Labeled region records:
········

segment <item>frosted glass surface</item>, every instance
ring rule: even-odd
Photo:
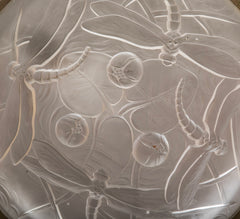
[[[9,218],[224,219],[240,207],[229,0],[12,0],[0,30]]]

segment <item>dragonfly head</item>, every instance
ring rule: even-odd
[[[176,51],[181,44],[181,41],[178,40],[181,34],[176,31],[171,31],[168,32],[166,35],[170,37],[169,41],[165,45],[166,49],[170,51]]]
[[[174,65],[177,61],[175,55],[164,51],[159,54],[158,58],[162,61],[163,65],[167,67]]]
[[[93,174],[93,191],[97,194],[102,194],[102,191],[107,186],[107,180],[109,179],[107,173],[103,169],[97,170]]]
[[[21,68],[20,64],[16,61],[12,61],[8,64],[8,77],[11,80],[15,80],[17,75],[18,75],[18,71]]]
[[[227,153],[227,142],[224,139],[214,136],[210,138],[209,145],[211,147],[211,150],[217,156],[221,156]]]
[[[15,80],[17,77],[26,78],[27,71],[25,65],[21,65],[16,61],[12,61],[8,65],[8,77]]]

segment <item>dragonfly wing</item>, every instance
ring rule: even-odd
[[[38,177],[45,179],[47,182],[49,182],[52,185],[65,188],[66,190],[74,193],[79,193],[86,190],[86,187],[81,187],[76,183],[72,183],[68,180],[65,180],[62,177],[59,177],[58,175],[55,175],[50,171],[46,170],[44,167],[41,166],[41,164],[36,158],[27,156],[22,161],[22,164],[29,171],[31,171]]]
[[[168,203],[177,199],[177,189],[188,168],[204,153],[203,148],[188,146],[169,175],[165,186],[165,200]]]
[[[240,78],[240,63],[222,50],[204,45],[185,44],[181,47],[180,54],[216,76]]]
[[[134,209],[160,211],[170,208],[164,199],[163,189],[106,188],[104,194],[109,200]]]
[[[17,165],[28,154],[34,138],[36,114],[35,91],[24,79],[20,81],[19,127],[10,149],[11,159]]]
[[[91,4],[91,9],[99,16],[119,15],[121,17],[128,18],[131,21],[144,26],[149,31],[155,33],[162,40],[164,44],[166,44],[170,40],[170,37],[168,37],[163,32],[160,26],[152,23],[151,21],[147,20],[143,16],[117,3],[114,3],[111,1],[93,2]]]
[[[75,3],[68,4],[68,1],[55,2],[54,5],[50,5],[50,9],[56,11],[56,15],[53,11],[50,11],[50,15],[47,16],[47,20],[43,20],[42,26],[33,36],[33,40],[29,44],[29,48],[35,48],[36,52],[31,59],[30,64],[46,65],[49,63],[65,45],[67,39],[72,35],[73,31],[77,28],[83,13],[86,9],[86,0],[76,1]],[[70,3],[72,1],[69,1]],[[56,4],[61,4],[61,9],[56,7]],[[54,7],[54,9],[52,8]],[[66,9],[63,11],[62,8]],[[52,17],[53,16],[53,17]],[[52,17],[52,18],[51,18]],[[61,19],[60,19],[61,18]],[[56,23],[54,25],[52,19]],[[51,22],[49,22],[51,20]],[[47,29],[48,24],[51,24],[51,32]],[[57,27],[57,29],[53,29]],[[46,33],[51,36],[43,36]],[[43,39],[42,39],[43,38]],[[45,38],[45,41],[43,41]],[[41,47],[38,45],[38,41],[42,42]],[[47,41],[46,41],[47,40]]]
[[[69,2],[70,0],[52,0],[45,6],[46,10],[40,21],[40,25],[33,33],[26,51],[21,55],[22,63],[27,63],[31,58],[35,57],[46,44],[49,44],[54,33],[61,25],[61,20],[67,13],[67,5]],[[61,4],[61,7],[56,7],[56,4]]]
[[[227,38],[219,36],[208,36],[204,34],[186,34],[189,40],[186,44],[198,44],[203,46],[210,46],[216,49],[225,51],[233,57],[240,59],[240,45]]]
[[[119,15],[86,20],[82,23],[82,28],[92,34],[116,39],[140,48],[154,50],[162,45],[161,39],[155,33]]]
[[[40,164],[49,172],[81,186],[92,184],[91,179],[83,170],[76,168],[49,144],[35,140],[33,150]]]
[[[191,204],[211,156],[212,152],[203,153],[183,175],[178,187],[177,207],[179,210],[186,209]]]
[[[0,159],[10,150],[20,126],[20,80],[17,78],[10,89],[5,110],[0,120]]]

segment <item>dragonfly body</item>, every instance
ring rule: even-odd
[[[189,118],[182,103],[183,87],[184,81],[181,80],[176,90],[176,113],[182,131],[194,141],[194,145],[183,152],[165,186],[166,201],[171,203],[177,200],[179,210],[191,204],[212,154],[223,155],[227,148],[223,139],[210,137]]]
[[[138,48],[161,50],[159,59],[166,66],[175,64],[177,55],[180,55],[211,74],[232,79],[240,78],[240,65],[235,58],[235,55],[240,54],[239,45],[223,37],[181,33],[181,11],[177,2],[166,0],[165,3],[168,15],[167,32],[132,10],[106,0],[91,4],[98,17],[84,21],[82,28],[89,33],[116,39]],[[225,19],[221,22],[231,21]],[[126,30],[126,33],[122,30]],[[222,57],[227,57],[228,65],[221,61]]]
[[[86,201],[86,218],[97,219],[98,208],[100,206],[101,197],[90,192]]]
[[[48,45],[51,44],[50,42],[53,40],[53,38],[51,38],[49,42],[46,43],[46,45],[43,45],[43,48],[40,48],[40,51],[37,51],[37,54],[35,54],[36,51],[33,51],[34,57],[30,57],[30,60],[25,59],[21,63],[19,59],[20,54],[17,42],[19,26],[22,17],[22,10],[19,13],[12,42],[13,60],[8,65],[8,76],[13,81],[13,84],[8,96],[6,110],[3,113],[3,117],[0,121],[1,129],[5,130],[1,131],[0,136],[0,160],[4,159],[8,152],[10,152],[13,164],[17,165],[25,158],[25,156],[29,153],[31,149],[32,141],[35,135],[34,123],[36,114],[35,90],[32,87],[32,84],[51,83],[53,81],[57,81],[60,77],[68,75],[70,72],[78,68],[79,65],[81,65],[89,52],[89,47],[86,47],[82,55],[74,63],[71,63],[65,68],[42,68],[42,66],[49,63],[51,59],[59,53],[66,40],[76,29],[77,24],[81,20],[82,12],[84,12],[86,8],[86,1],[79,1],[77,3],[74,3],[72,7],[70,7],[71,3],[71,0],[67,2],[65,16],[63,17],[62,22],[59,24],[59,31],[65,28],[69,32],[64,34],[62,33],[63,38],[58,38],[59,48],[55,48],[55,51],[53,51],[52,54],[47,54],[50,57],[46,56],[46,60],[42,63],[37,63],[36,60],[40,60],[38,59],[39,57],[43,59],[43,54],[46,55]],[[51,3],[51,6],[49,8],[51,7],[55,7],[54,3]],[[72,13],[71,15],[70,12],[74,10],[78,10],[78,13]],[[64,19],[66,19],[67,23],[63,22]],[[69,22],[73,22],[73,25],[70,25]],[[68,28],[65,27],[66,25],[68,26]],[[30,47],[33,46],[32,44],[35,42],[36,38],[38,38],[38,34],[41,35],[42,31],[43,30],[41,28],[40,30],[36,31],[37,36],[33,36],[30,39],[27,49],[32,49]],[[56,33],[57,32],[54,33],[54,36],[56,35]],[[52,48],[51,50],[54,49]],[[33,62],[33,60],[35,61]],[[18,100],[16,101],[17,97]],[[5,127],[6,124],[8,124],[7,127]]]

········

Given problem -> Copy the listing over exactly, skipping the pictures it holds.

Written reply ->
segment <item>frosted glass surface</item>, every instance
ring rule: even-odd
Photo:
[[[9,218],[224,219],[240,207],[229,0],[12,0],[0,30]]]

segment <item>dragonfly head</item>, every instance
ring rule: even-odd
[[[176,51],[181,44],[181,41],[178,40],[181,34],[176,31],[171,31],[168,32],[166,35],[170,37],[169,41],[165,45],[166,49],[170,51]]]
[[[174,65],[177,61],[175,55],[164,51],[159,54],[158,58],[162,61],[163,65],[167,67]]]
[[[93,174],[93,191],[97,194],[102,194],[102,191],[107,186],[107,180],[109,179],[107,173],[103,169],[97,170]]]
[[[21,68],[20,64],[16,61],[12,61],[8,64],[8,77],[11,80],[15,80],[17,75],[18,75],[18,71]]]
[[[227,153],[227,142],[224,139],[214,136],[210,138],[209,145],[211,147],[211,150],[217,156],[221,156]]]
[[[15,80],[17,77],[26,78],[27,71],[25,65],[21,65],[16,61],[12,61],[8,65],[8,77]]]

segment <item>dragonfly wing</item>, every instance
ring rule: even-odd
[[[38,177],[45,179],[47,182],[49,182],[52,185],[65,188],[66,190],[74,193],[79,193],[86,190],[86,187],[81,187],[76,183],[72,183],[68,180],[65,180],[62,177],[59,177],[58,175],[55,175],[50,171],[46,170],[44,167],[41,166],[41,164],[36,158],[27,156],[22,161],[22,164],[29,171],[31,171]]]
[[[168,203],[177,199],[177,189],[188,168],[204,153],[203,148],[188,146],[169,175],[165,186],[165,200]]]
[[[240,78],[240,63],[222,50],[204,45],[185,44],[181,47],[180,54],[216,76]]]
[[[134,209],[160,211],[170,208],[164,199],[163,189],[106,188],[104,194],[109,200]]]
[[[17,165],[28,154],[34,138],[36,114],[35,91],[24,79],[20,81],[19,127],[10,149],[11,159]]]
[[[91,4],[91,9],[99,16],[119,15],[121,17],[128,18],[131,21],[144,26],[149,31],[155,33],[162,40],[164,44],[166,44],[170,40],[170,37],[168,37],[163,32],[160,26],[152,23],[151,21],[147,20],[143,16],[117,3],[114,3],[111,1],[93,2]]]
[[[75,3],[68,4],[68,1],[55,2],[54,5],[50,5],[50,9],[56,11],[56,15],[53,11],[50,11],[50,15],[47,16],[47,20],[43,20],[42,26],[33,36],[33,40],[29,44],[29,48],[35,48],[36,52],[31,59],[30,64],[46,65],[49,63],[65,45],[67,39],[72,35],[73,31],[77,28],[83,13],[86,9],[86,0],[76,1]],[[70,3],[72,1],[69,1]],[[56,4],[61,4],[61,9],[56,7]],[[54,7],[54,9],[52,8]],[[66,9],[63,11],[62,8]],[[52,17],[53,16],[53,17]],[[52,17],[52,18],[51,18]],[[61,19],[60,19],[61,18]],[[56,23],[54,25],[52,19]],[[51,22],[49,22],[51,20]],[[47,29],[48,24],[51,24],[51,32]],[[57,27],[57,29],[53,29]],[[46,33],[51,36],[43,36]],[[43,39],[42,39],[43,38]],[[45,38],[45,41],[43,41]],[[41,47],[38,45],[38,41],[42,42]],[[47,41],[46,41],[47,40]]]
[[[69,2],[70,0],[52,0],[45,6],[46,10],[40,21],[40,25],[33,33],[26,51],[21,55],[22,63],[27,63],[31,58],[35,57],[46,44],[49,44],[54,33],[61,25],[61,20],[67,13],[67,5]],[[61,4],[61,7],[56,7],[56,4]]]
[[[227,38],[219,36],[208,36],[204,34],[186,34],[189,40],[186,44],[198,44],[203,46],[210,46],[216,49],[225,51],[233,57],[240,59],[240,45]]]
[[[119,15],[86,20],[82,23],[82,28],[92,34],[116,39],[140,48],[154,50],[162,45],[161,39],[155,33]]]
[[[40,164],[49,172],[81,186],[92,184],[91,179],[83,170],[76,168],[49,144],[35,140],[33,150]]]
[[[191,204],[211,156],[212,152],[203,153],[183,175],[178,187],[177,207],[179,210],[186,209]]]
[[[0,159],[10,150],[20,126],[20,80],[17,78],[10,89],[5,110],[0,120]]]

segment <item>dragonfly body</item>, every instance
ring rule: even-odd
[[[189,118],[182,103],[183,87],[184,81],[181,80],[176,90],[176,113],[182,131],[194,141],[194,145],[183,152],[165,186],[166,201],[171,203],[177,200],[179,210],[191,204],[212,154],[223,155],[227,148],[223,139],[210,137]]]
[[[138,48],[161,50],[159,59],[166,66],[175,64],[177,55],[180,55],[211,74],[232,79],[240,78],[240,65],[235,58],[235,55],[240,54],[239,45],[223,37],[181,33],[181,11],[177,2],[166,0],[165,3],[168,15],[167,32],[132,10],[106,0],[91,4],[98,17],[84,21],[82,28],[89,33],[116,39]],[[225,19],[221,22],[231,21]],[[126,30],[126,33],[122,30]],[[222,57],[227,57],[228,65],[221,61]]]
[[[86,201],[86,218],[97,219],[98,208],[100,206],[101,197],[90,192]]]
[[[48,45],[51,44],[50,42],[53,40],[53,38],[51,38],[49,42],[46,43],[46,45],[43,45],[43,48],[40,48],[40,51],[37,51],[37,54],[35,54],[36,51],[33,51],[34,57],[30,57],[30,60],[25,59],[21,63],[19,59],[20,54],[17,42],[19,26],[22,17],[22,10],[19,13],[12,42],[13,60],[8,65],[8,76],[13,81],[13,84],[8,96],[6,110],[3,113],[3,117],[0,121],[1,129],[5,130],[1,131],[0,136],[0,160],[4,159],[8,152],[10,152],[13,164],[17,165],[25,158],[25,156],[29,153],[31,149],[32,141],[35,135],[34,123],[36,114],[35,90],[32,87],[32,84],[51,83],[53,81],[57,81],[60,77],[68,75],[70,72],[78,68],[79,65],[81,65],[89,52],[89,47],[86,47],[82,55],[74,63],[71,63],[65,68],[42,68],[42,66],[49,63],[51,59],[59,53],[66,40],[76,29],[77,24],[81,20],[82,12],[84,12],[86,8],[86,1],[79,1],[77,3],[74,3],[72,7],[70,7],[71,3],[71,0],[67,2],[65,16],[63,17],[62,22],[59,24],[59,31],[65,28],[69,32],[64,34],[62,33],[63,38],[58,38],[59,48],[55,48],[55,51],[53,51],[52,54],[47,54],[50,57],[46,56],[46,60],[42,63],[37,63],[36,60],[40,60],[38,59],[39,57],[43,59],[43,54],[46,55]],[[51,3],[51,6],[49,8],[51,7],[55,7],[54,3]],[[72,13],[71,15],[70,12],[74,10],[78,10],[78,13]],[[64,19],[66,19],[67,23],[63,22]],[[69,22],[73,22],[73,25],[70,25]],[[68,28],[65,27],[66,25],[68,26]],[[30,47],[33,46],[32,44],[35,42],[36,38],[38,38],[38,34],[41,35],[42,31],[43,30],[41,28],[40,30],[36,31],[37,36],[33,36],[30,39],[27,49],[32,49]],[[56,33],[57,32],[54,33],[54,36],[56,35]],[[52,48],[51,50],[54,49]],[[33,62],[33,60],[35,61]],[[18,100],[16,101],[17,97]],[[5,127],[6,124],[8,124],[7,127]]]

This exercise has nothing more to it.